Consegna
Rispondi a queste domande sul brano da leggere:
1. Da che cosa fu innescata la polemica attorno a Maria Elena Boschi e Banca Etruria?
2. Quante volte de Bortoli si è vantato di avere rifiutato la presidenza della Rai?
3. Con quale espressione de Bortoli definì Renzi nel commiato da via Solferino?

━━ Brano da leggere

Di argomenti e di fatti ne avrei per tenere anche questi miei Graffi domenicali, che peraltro potrebbero essere tra gli ultimi, nella stretta attualità politica.
Potrei partire dalla benzina rovesciata da Matteo Renzi sul fuoco della polemica attorno a Maria Elena Boschi, Banca Etruria e contorni, innescata dal libro di Ferruccio de Bortoli, accusando l’ex direttore del Corriere della Sera di essersi voluto vendicare di una presunta mancata nomina alla presidenza della Rai. Che de Bortoli si è invece vantato, credo non a torto, di avere rifiutato due volte.
Piuttosto, come ho già scritto qui, Renzi avrebbe potuto accusare de Bortoli con maggiore fondatezza, ma minore convenienza per se stesso, di avere voluto vendicarsi del ruolo dell’allora presidente del Consiglio, dallo stesso de Bortoli avvertito forse non a torto, nell’allontanamento due anni fa dalla direzione –la seconda- del maggiore giornale italiano. Di cui peraltro de Bortoli medesimo già si vendicò nel sostanziale, e provvisorio, commiato da via Solferino, dove sarebbe presto tornato come editorialista, dando a Renzi, che era appunto il capo del governo, del “maleducato di talento”.

━━━━
━━ Righe estratte

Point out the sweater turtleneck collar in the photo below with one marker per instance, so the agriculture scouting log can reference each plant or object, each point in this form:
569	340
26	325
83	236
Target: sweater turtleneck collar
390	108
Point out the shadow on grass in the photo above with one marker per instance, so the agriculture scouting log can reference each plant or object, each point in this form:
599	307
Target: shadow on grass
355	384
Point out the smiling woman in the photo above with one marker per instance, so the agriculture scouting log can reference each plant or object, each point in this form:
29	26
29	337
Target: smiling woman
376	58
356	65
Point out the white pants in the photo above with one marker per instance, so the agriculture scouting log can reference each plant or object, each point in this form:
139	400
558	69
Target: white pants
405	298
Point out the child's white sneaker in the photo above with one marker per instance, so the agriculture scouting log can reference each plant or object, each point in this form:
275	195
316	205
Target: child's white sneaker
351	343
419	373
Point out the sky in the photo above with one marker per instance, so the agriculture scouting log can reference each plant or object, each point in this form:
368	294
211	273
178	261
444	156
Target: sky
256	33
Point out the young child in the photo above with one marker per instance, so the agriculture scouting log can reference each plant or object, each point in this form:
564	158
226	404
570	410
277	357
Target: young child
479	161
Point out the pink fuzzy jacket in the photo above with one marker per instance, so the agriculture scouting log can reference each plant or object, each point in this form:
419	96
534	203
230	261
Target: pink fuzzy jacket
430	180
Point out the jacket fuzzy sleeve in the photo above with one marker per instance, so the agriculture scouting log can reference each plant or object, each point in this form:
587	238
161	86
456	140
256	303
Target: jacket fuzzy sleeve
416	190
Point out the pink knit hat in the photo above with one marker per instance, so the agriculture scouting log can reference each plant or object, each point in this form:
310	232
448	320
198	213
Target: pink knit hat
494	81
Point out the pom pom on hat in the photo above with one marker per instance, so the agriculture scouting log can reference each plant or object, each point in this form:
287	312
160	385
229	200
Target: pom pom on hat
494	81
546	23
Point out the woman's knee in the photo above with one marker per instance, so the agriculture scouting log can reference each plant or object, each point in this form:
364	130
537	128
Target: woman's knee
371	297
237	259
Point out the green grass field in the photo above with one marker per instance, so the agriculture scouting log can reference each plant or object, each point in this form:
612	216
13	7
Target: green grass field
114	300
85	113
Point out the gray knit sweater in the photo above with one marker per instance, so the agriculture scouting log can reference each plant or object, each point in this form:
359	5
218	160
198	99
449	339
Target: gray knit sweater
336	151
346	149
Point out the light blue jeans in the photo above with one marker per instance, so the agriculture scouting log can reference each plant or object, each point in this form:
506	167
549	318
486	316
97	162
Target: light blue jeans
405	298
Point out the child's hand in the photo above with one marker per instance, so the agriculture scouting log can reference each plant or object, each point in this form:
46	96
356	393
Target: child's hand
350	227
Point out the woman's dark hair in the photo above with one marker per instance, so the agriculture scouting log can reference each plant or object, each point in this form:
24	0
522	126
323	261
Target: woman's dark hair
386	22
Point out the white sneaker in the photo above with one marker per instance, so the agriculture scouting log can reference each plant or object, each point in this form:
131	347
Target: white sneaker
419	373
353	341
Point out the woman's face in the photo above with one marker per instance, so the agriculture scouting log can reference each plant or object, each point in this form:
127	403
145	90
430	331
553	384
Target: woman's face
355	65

━━━━

Esercizio svolto
1. La polemica fu innescata dal libro di Ferruccio de Bortoli.
2. De Bortoli si è vantato di averla rifiutata due volte.
3. De Bortoli definì Renzi un "maleducato di talento".